* [Texte étudié]:
Anca Tîrcă est consultante en éducation et ancienne directrice d’établissement scolaire. Dans cet entretien, elle parle des défis présents et de l’école de demain…
L’épidémie de Covid-19 a imposé beaucoup de contraintes au système éducatif qui a dû s’adapter. Selon vous, comment la Roumanie a-t-elle géré cette situation exceptionnelle ?
Le système éducatif roumain a été confronté aux mêmes problèmes que dans d’autres pays. On a constaté un manque d’équipements, des besoins en formation sur les outils Internet, ou encore un stress et des déséquilibres émotionnels tant chez les enfants que chez les adultes. À mon sens, il est essentiel de bien identifier quels sont les gains et les échecs de cette année exceptionnelle, et les leçons qui peuvent en être tirées pour un meilleur enseignement. Ce genre d’études est déjà en cours dans d’autres pays. Ici, nous n’en sommes encore qu’au début, mais on sait déjà qu’il faudra réinventer l’éducation des jeunes. Cependant, si la Roumanie a appris quelque chose pendant cette crise, je crois que cela se situe au niveau des professeurs. L’an passé, ils ont dû faire face à un nouveau paradigme imposé par la pandémie et tous ont fait des efforts. Ils ont appris seuls et se sont parfaitement débrouillés avec les outils technologiques à leur disposition. Cela a été pour moi une surprise extrêmement plaisante, et il me semble que c’est un gain extraordinaire pour la Roumanie.

* [Liste des données]:
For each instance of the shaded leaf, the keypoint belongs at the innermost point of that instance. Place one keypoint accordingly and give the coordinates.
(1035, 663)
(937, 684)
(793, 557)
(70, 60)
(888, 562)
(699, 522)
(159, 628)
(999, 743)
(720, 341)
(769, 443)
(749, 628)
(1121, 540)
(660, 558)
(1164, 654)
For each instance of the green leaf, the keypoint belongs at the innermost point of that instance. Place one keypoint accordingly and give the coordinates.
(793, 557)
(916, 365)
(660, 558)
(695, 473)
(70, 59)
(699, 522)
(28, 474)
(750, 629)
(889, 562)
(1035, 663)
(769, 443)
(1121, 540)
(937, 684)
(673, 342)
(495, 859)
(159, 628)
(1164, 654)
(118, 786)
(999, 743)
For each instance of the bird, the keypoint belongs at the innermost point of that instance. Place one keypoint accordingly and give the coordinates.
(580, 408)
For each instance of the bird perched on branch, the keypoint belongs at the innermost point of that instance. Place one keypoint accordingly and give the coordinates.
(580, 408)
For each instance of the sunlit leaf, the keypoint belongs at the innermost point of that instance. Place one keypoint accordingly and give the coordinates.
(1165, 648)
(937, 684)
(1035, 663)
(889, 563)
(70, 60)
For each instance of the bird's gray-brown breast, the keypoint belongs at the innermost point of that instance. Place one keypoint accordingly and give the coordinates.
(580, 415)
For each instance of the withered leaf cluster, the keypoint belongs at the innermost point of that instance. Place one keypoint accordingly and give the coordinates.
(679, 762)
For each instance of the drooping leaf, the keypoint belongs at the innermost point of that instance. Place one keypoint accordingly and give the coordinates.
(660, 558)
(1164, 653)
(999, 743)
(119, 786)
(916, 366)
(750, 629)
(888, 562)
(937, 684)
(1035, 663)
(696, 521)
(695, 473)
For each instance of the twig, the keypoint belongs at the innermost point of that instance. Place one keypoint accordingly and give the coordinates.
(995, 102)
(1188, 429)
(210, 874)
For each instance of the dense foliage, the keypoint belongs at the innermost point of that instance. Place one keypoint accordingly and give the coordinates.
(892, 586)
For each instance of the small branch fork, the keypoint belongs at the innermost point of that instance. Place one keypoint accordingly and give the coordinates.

* [Consignes]:
1) D'après l'entretien, à quel niveau la Roumanie a-t-elle appris quelque chose pendant la crise, selon Anca Tîrcă ?
2) Recopiez à l'identique le passage de l'entretien compris entre « Anca Tîrcă est » et « situation exceptionnelle ? », ces deux bouts inclus.

* [Réponses]:
1) Au niveau des professeurs.

2)
Anca Tîrcă est consultante en éducation et ancienne directrice d’établissement scolaire. Dans cet entretien, elle parle des défis présents et de l’école de demain…
L’épidémie de Covid-19 a imposé beaucoup de contraintes au système éducatif qui a dû s’adapter. Selon vous, comment la Roumanie a-t-elle géré cette situation exceptionnelle ?